### 作業一覧
1 > 青梅駅前の文具店の記事について、次の問いに答えよ。
(a) 店の2代目店主の名前と年齢は何か。
(b) 端材を使ったメモ帳の表紙には何が添えられているか。
(c) 1955年の創業時、店はどのような業態だったか。
2 > 青梅駅前の文具店の記事から、「あきる野市で和紙の原料である」で始まり「愛される町の文具店となった。」で終わるまでの全文を、一字も変えずに書き写せ。

### 本文抜粋
青梅駅前 みどりや文具 新たな歴史を歩み出す

青梅駅の目の前にある共同ビルの一角に、創業年の「みどりや文具」がある。店を営むのは2代目店主澤渡敏夫さん(71)、妻の一江さん(66)、娘の葉子さん。一つひとつセレクトされた文具や、昔から変わらず扱う事務用品、画材や紙も豊富にそろう。額の販売もし、敏夫さんの熟練した技術で仕上げる額装は西多摩の作家からの信頼が厚い。

オリジナル商品にも力を入れ、紙の裁断で出た端材を商品化したカラフルなメモ帳は、表紙にアンティーク収集を趣味にする息子の祥さんが集めた100年前の英国のシガレットカードが添えられている。このカードを集め、額装を依頼する客もいる。

双清の手漉き和紙で作った障子紙

あきる野市で和紙の原料であるコウゾ栽培から紙漉きまでを一貫して行う「双清」が漉いた和紙を、葉子さんが丁寧に「紙継ぎ」したオリジナルの障子紙も販売する。

「みどりや文具」は1955年に敏夫さんの父が紙問屋として創業。主に包装紙の販売をしていたが、次第に文具を扱うようになった。当時は、青梅街道沿いに店を構えていたが、50年ほど前の防災街区事業で同駅前が整備され、共同ビルが建てられたことにより移転。大学卒業後に父と新しくなった店で働き始めた。それから半世紀が経ち、幅広い層の客に愛される町の文具店となった。

### データセット部分
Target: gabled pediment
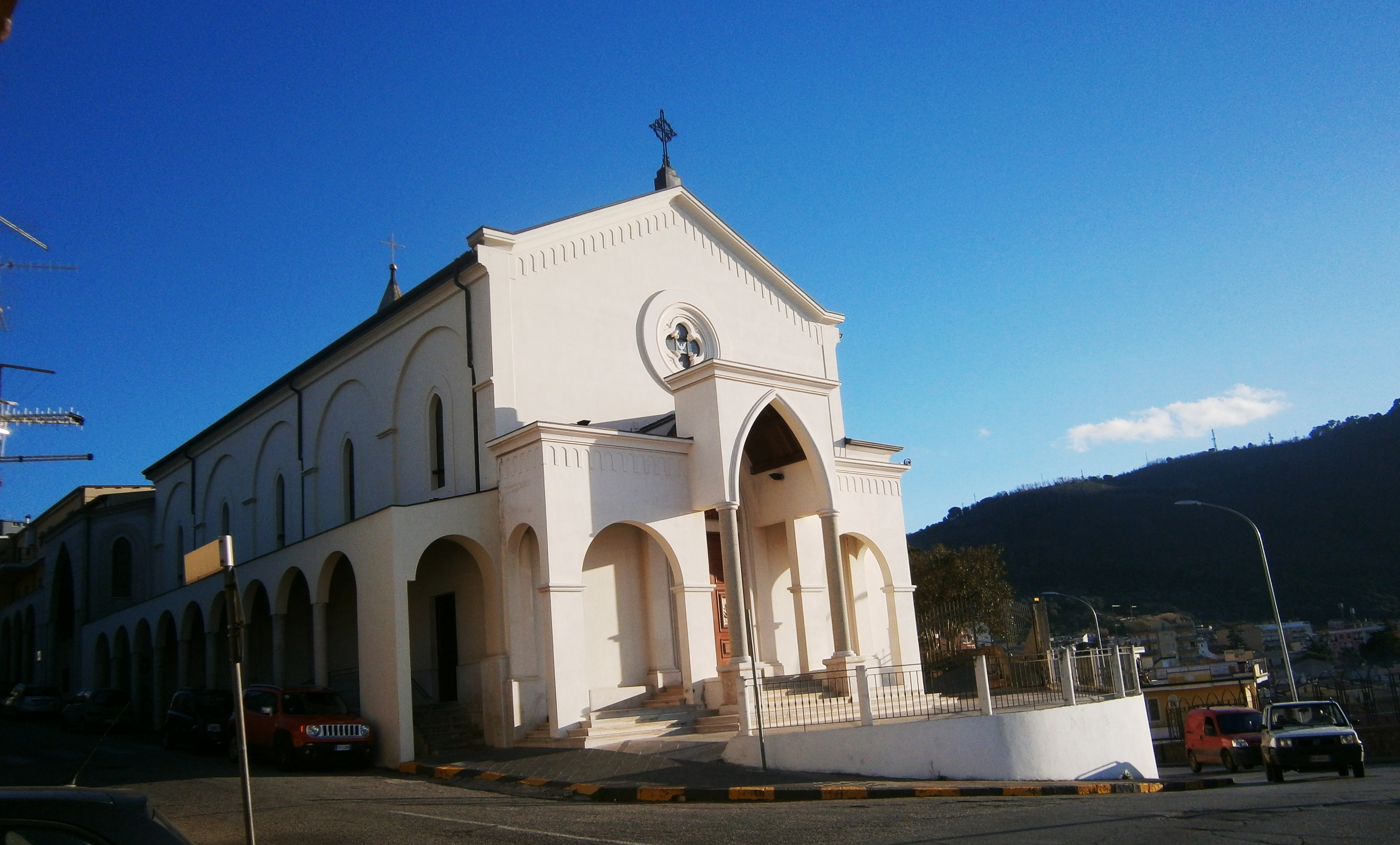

### 設問ごとの解答
1 >
(a) 澤渡敏夫さん、71歳
(b) 息子の祥さんが集めた100年前の英国のシガレットカード
(c) 紙問屋

2 >
あきる野市で和紙の原料であるコウゾ栽培から紙漉きまでを一貫して行う「双清」が漉いた和紙を、葉子さんが丁寧に「紙継ぎ」したオリジナルの障子紙も販売する。

「みどりや文具」は1955年に敏夫さんの父が紙問屋として創業。主に包装紙の販売をしていたが、次第に文具を扱うようになった。当時は、青梅街道沿いに店を構えていたが、50年ほど前の防災街区事業で同駅前が整備され、共同ビルが建てられたことにより移転。大学卒業後に父と新しくなった店で働き始めた。それから半世紀が経ち、幅広い層の客に愛される町の文具店となった。